◆ **Exercise instructions**:
Please reproduce the following records exactly as they appear.

START Data to examine

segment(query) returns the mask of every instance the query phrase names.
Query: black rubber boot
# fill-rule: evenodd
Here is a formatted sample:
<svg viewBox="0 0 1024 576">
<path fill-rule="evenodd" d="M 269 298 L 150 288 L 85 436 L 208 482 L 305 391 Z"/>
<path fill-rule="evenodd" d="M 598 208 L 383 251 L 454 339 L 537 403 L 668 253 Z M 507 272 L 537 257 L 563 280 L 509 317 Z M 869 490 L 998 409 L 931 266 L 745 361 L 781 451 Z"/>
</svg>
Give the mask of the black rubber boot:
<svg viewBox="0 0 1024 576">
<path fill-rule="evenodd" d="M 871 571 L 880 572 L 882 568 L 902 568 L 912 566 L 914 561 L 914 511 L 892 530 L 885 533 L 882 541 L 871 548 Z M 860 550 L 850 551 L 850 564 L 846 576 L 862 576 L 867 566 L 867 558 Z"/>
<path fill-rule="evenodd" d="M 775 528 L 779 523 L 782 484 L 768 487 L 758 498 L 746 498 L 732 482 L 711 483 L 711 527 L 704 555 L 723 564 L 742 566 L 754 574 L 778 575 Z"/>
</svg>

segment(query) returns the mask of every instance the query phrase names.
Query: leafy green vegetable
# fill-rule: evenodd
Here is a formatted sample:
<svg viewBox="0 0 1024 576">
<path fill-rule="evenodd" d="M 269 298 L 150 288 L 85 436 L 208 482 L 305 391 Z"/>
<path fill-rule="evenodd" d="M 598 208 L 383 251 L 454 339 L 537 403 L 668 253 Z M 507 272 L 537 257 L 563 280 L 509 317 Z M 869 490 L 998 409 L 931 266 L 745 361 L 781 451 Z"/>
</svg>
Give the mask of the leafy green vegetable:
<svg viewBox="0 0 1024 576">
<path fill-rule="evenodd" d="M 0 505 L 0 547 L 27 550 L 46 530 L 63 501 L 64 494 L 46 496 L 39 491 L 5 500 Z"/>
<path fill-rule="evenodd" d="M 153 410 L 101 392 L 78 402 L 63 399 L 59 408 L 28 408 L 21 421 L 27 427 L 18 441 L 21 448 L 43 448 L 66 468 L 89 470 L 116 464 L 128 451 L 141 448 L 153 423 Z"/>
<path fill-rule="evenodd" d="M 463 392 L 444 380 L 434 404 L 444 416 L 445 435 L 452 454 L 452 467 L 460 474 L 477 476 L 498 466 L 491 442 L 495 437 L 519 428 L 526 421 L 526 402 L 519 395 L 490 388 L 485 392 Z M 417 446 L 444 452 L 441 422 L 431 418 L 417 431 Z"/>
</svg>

END Data to examine

◆ **Completed exercise**:
segment(query) returns the mask of every instance the query phrase names.
Query: black rubber boot
# fill-rule: evenodd
Here is a formatted sample:
<svg viewBox="0 0 1024 576">
<path fill-rule="evenodd" d="M 269 298 L 150 288 L 85 436 L 208 482 L 305 391 Z"/>
<path fill-rule="evenodd" d="M 598 208 L 383 251 L 454 339 L 537 403 L 668 253 Z M 507 272 L 537 257 L 563 280 L 509 317 Z M 869 490 L 998 409 L 931 266 L 745 361 L 781 451 Z"/>
</svg>
Give the mask of the black rubber boot:
<svg viewBox="0 0 1024 576">
<path fill-rule="evenodd" d="M 871 571 L 880 572 L 882 568 L 902 568 L 912 566 L 914 561 L 914 511 L 892 530 L 885 533 L 882 541 L 871 548 Z M 860 550 L 850 551 L 850 564 L 846 576 L 862 576 L 867 566 L 867 558 Z"/>
<path fill-rule="evenodd" d="M 775 528 L 779 523 L 782 484 L 768 487 L 758 498 L 746 498 L 732 482 L 711 483 L 711 527 L 704 555 L 723 564 L 742 566 L 754 574 L 778 575 Z"/>
</svg>

segment(query) returns the mask of every instance the query phrase names.
Query: leafy green vegetable
# fill-rule: evenodd
Here is a formatted sample:
<svg viewBox="0 0 1024 576">
<path fill-rule="evenodd" d="M 269 298 L 150 288 L 85 436 L 208 482 L 305 391 Z"/>
<path fill-rule="evenodd" d="M 598 208 L 383 251 L 454 339 L 537 403 L 668 253 Z M 507 272 L 537 257 L 563 280 L 509 317 Z M 869 490 L 998 409 L 931 266 L 745 361 L 781 451 Z"/>
</svg>
Give the mask of the leafy green vegetable:
<svg viewBox="0 0 1024 576">
<path fill-rule="evenodd" d="M 0 505 L 0 547 L 27 550 L 46 530 L 63 501 L 64 494 L 46 496 L 39 491 L 5 500 Z"/>
<path fill-rule="evenodd" d="M 153 410 L 101 392 L 78 402 L 63 399 L 59 408 L 28 408 L 21 421 L 27 427 L 18 441 L 21 448 L 43 448 L 66 468 L 89 470 L 116 464 L 128 451 L 141 448 L 153 423 Z"/>
<path fill-rule="evenodd" d="M 463 392 L 444 380 L 434 404 L 444 416 L 445 435 L 452 454 L 452 467 L 460 474 L 477 476 L 498 466 L 491 442 L 495 437 L 519 428 L 526 421 L 526 402 L 519 395 L 490 388 L 485 392 Z M 417 446 L 444 452 L 441 422 L 431 418 L 417 431 Z"/>
</svg>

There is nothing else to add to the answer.